Source document start
= Edward Boughen =

English Royalist divine

Edward Boughen, D.D. (1587-1660?), was an English Royalist divine.

==Life==
Boughen was a native of Buckinghamshire. He was educated at Westminster School, and was then elected to a scholarship at Christ Church, Oxford (B.A. 1609, M.A. 1612). He was appointed chaplain to John Howson, bishop of Oxford; he afterwards held a cure at Bray in Berkshire; and on 13 April 1633 was collated to the rectory of Woodchurch in Kent. The presbyterian inhabitants of Woodchurch petitioned against him in 1640 for having acted as a justice of the peace, and he was ejected from both his livings. He then returned to Oxford, where he was created D.D. on 1 July 1646, shortly before the surrender of the garrison to the parliamentary forces; he later lived at Chartham in Kent. Anthony Wood wrote: "This Dr. Boughen, as I have been informed, lived to see his majesty restored, and what before he had lost, he did obtain"; and Baker also states that "Boughen died soon after the Restoration, aged 74, plus minus". It is not improbable that he is identical with the Edward Boughen, prebendary of Marden in the church of Chichester, whose death occurred between 29 May and 11 August 1660.

==Theology==
Boughen defended Arminian theological views through his writings.
Source document end
Exercises to complete
(a) Using the Edward Boughen article, decide whether each statement agrees with it: (i) Boughen was collated to the rectory of Woodchurch in Kent in 1633. (ii) Boughen was created D.D. after the Oxford garrison had surrendered to the parliamentary forces. (iii) Boughen attended Westminster School. Answer yes or no for each and quote the words of the article that decide it.
(b) Extend the Edward Boughen article by writing the next part, beginning right after its final sentence.
Dataset rows start
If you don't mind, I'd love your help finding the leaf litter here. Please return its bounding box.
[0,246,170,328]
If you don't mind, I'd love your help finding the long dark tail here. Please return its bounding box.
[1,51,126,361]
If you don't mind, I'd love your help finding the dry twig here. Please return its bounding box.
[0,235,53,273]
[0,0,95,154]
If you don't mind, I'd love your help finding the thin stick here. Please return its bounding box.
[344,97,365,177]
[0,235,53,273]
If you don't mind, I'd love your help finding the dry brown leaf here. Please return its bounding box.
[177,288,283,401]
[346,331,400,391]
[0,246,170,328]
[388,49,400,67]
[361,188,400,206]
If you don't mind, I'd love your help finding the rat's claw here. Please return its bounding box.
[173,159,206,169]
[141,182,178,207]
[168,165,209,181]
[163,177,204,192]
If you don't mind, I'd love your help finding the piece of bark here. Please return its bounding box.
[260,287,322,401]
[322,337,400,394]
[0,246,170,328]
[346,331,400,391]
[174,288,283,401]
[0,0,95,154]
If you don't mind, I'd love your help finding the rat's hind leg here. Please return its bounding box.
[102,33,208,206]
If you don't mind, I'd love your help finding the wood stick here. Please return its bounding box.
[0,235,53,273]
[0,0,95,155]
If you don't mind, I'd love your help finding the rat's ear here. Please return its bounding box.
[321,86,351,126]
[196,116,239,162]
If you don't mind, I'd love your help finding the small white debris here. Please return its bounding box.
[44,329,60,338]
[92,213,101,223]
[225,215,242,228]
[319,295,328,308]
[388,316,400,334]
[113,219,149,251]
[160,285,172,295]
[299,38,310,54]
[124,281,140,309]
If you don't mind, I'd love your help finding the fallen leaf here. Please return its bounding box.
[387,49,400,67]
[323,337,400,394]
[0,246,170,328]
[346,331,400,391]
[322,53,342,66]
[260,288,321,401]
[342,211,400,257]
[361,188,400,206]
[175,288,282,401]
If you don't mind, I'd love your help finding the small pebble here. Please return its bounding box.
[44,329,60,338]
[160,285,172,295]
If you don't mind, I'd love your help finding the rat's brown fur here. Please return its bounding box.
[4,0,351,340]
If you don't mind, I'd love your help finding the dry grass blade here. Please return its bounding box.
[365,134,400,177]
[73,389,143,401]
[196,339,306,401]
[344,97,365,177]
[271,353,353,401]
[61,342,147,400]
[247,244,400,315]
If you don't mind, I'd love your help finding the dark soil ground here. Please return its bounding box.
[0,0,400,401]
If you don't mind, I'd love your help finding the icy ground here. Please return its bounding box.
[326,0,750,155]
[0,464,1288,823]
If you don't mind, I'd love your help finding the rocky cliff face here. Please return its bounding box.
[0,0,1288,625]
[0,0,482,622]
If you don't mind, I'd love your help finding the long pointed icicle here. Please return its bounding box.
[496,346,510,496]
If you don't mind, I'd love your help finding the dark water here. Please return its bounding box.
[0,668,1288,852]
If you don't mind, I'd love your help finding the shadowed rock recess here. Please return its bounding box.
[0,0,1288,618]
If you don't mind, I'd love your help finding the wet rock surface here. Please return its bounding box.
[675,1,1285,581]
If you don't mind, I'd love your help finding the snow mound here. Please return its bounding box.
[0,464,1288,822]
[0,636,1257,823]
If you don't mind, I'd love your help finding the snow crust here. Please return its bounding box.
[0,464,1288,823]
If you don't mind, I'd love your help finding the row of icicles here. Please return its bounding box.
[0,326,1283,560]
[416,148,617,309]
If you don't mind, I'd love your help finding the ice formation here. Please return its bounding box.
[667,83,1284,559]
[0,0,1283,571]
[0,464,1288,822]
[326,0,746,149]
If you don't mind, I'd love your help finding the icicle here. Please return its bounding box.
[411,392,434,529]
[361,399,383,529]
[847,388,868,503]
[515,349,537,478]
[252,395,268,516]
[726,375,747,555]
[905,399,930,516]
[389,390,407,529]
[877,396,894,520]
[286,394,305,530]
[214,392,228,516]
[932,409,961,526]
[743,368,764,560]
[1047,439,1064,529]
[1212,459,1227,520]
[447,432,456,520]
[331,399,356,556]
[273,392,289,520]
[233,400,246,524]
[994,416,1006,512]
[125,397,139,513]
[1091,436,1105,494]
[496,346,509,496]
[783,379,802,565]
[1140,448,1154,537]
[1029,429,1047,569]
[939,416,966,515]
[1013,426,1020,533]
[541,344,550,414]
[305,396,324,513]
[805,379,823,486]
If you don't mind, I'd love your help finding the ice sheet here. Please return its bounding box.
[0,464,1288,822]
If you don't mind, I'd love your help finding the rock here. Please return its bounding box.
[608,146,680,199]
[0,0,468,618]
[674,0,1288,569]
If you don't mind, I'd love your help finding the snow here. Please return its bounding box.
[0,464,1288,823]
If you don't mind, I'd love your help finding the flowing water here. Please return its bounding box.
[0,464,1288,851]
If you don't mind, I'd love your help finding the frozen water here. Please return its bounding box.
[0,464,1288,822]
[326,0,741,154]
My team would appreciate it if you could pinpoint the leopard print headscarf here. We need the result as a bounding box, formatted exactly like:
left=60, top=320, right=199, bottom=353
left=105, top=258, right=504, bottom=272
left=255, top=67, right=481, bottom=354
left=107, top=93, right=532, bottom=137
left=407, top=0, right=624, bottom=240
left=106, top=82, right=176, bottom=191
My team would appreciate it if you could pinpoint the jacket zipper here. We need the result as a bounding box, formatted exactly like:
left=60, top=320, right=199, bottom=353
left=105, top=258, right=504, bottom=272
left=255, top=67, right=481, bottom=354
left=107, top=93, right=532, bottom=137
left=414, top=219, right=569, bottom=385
Dataset rows end
Results of the exercise
(a)
(i) Yes: "on 13 April 1633 was collated to the rectory of Woodchurch in Kent."
(ii) No: "he was created D.D. on 1 July 1646, shortly before the surrender of the garrison to the parliamentary forces."
(iii) Yes: "He was educated at Westminster School."

(b)
==Works==
Boughen was a learned man and a staunch defender of the church of England. He published:
- Several sermons, including Unanimity in Judgment and Affection, necessary to Unity of Doctrine and Uniformity in Discipline. A Sermon preached at Canterbury at the Visitation of the Lord Archbishop's Peculiars. In St. Margaret's Church, April 14, 1635,' Lond. 1635; reprinted in 1714, with a preface by Thomas Brett, rector of Betteshanger in Kent.
- An Account of the Church Catholick: where it was before the Reformation, and whether Rome were or bee the Church Catholick. In answer to two letters signed T. B., London 1653.
- Observations upon the Ordinance of the Lords and Commons at Westminster. After Advice had with their Assembly of Divines, for the Ordination of Ministers pro Tempore, according to their Directory for Ordination, and Rules for Examination therein expressed, Oxford, 1645.
- Principles of Religion; or, a short Exposition of the Catechism of the Church of England, Oxford, 1646; London, 1663, 1668, 1671. The later editions bear this title: A short Exposition of the Catechism of the Church of England, with the Church Catechism itself, and Order of Confirmation, in English and Latin for the use of Scholars, London 1671. Some of the prayers annexed are very singular. That for the king implores "that our sovereign King Charles may be strengthened with the faith of Abraham, endued with the mildness of Moses, armed with the magnanimity of Joshua, exalted with the humility of David, beautified with the wisdom of Solomon"; for the queen: "That our most gracious queen Catharine may be holy and devout as Hesther, loving to the king as Rachel, fruitful as Leah, wise as Rebecca, faithful and obedient as Sarah", etc.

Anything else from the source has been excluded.